With a colder-than-average January this year, we northerners saw our fair share of road salt to keep us safe while in transit. If you didn’t see the thick mounds of salt pebbles lining the asphalt, then you certainly noticed the cakey, white powder it left on your car or the paleness of the salt-laden cement. Now, as daytime temperatures are beginning to quickly rise with the coming of an unusually early spring, salt is still being sprinkled on highways and sidewalks alike to keep these paths free from overnight ice. While snow, safe ice, and consistent cold temperatures are becoming more of a question with each passing winter, one thing remains a constant here in the North: salt.
Early Road Salt Use
The first use of road salt in the United States was in New Hampshire around 1940. Prior to 1940, drivers used snow tires and chains to gain more traction while driving. Additional safety measures included sand, and of course plowing. Back then, people didn’t expect roads to be perfectly clear; as long as roads were passable, they could use their other traction devices to surmount any lingering ice and snow.
When other states began to catch on to the decreased crash rates in New Hampshire, they too began making use of this “new” technology. They learned that by using salt, they could lower the freezing point of water on top of frozen surfaces, raising its temperature and melting the surrounding ice and snow. The salt being used in the 1940’s, though, was hardly revolutionary; it was nothing more than granular sodium chloride, the unpurified version of the stuff found on your kitchen table at home. Still, road salt was gaining nationwide traction (no pun intended), and even began to be used by the U.S. highway system as they expanded in the 1950’s.

Source data:
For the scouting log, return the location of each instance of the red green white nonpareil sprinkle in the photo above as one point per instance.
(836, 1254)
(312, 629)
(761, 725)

List of tasks:
[A] In the road salt passage, where and around what year was road salt first used in the United States?
[B] List every measure the road salt passage says drivers relied on for safety on icy or snowy roads before 1940.

Answer list:
[A] New Hampshire, around 1940.

[B] Snow tires, chains, sand, plowing